Start
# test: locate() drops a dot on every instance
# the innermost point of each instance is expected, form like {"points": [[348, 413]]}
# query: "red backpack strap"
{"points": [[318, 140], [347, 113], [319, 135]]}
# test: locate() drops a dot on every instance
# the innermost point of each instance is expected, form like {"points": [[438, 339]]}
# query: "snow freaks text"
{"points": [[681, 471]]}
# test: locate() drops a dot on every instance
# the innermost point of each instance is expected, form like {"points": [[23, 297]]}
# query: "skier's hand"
End
Start
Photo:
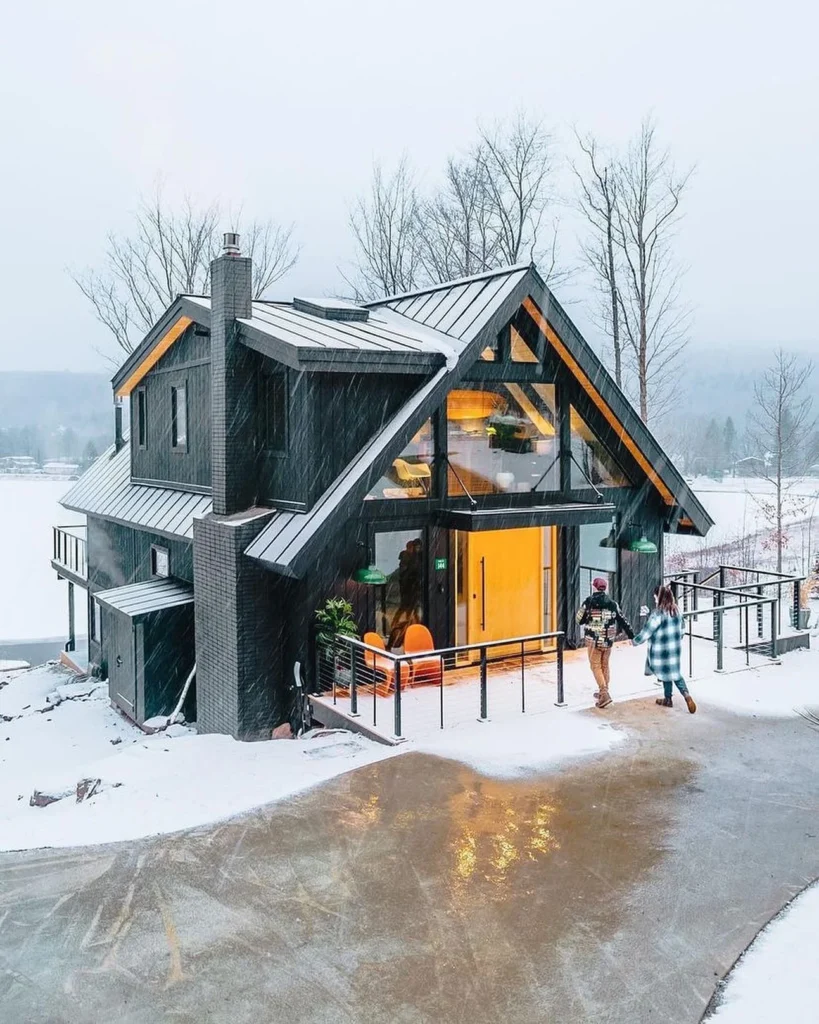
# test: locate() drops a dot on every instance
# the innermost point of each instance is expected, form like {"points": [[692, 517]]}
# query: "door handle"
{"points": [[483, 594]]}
End
Task objective ->
Pull out every line of the rows above that contains the word "like", treating uppercase and lowercase as different.

Answer for this exercise ->
# the innermost point of each instance is expected, form like {"points": [[348, 413]]}
# the innermost point of each instance is expected, form like {"points": [[438, 339]]}
# the innermost point of each instance is expected, form like {"points": [[23, 297]]}
# the innermost point of each instance is expected, form like {"points": [[692, 517]]}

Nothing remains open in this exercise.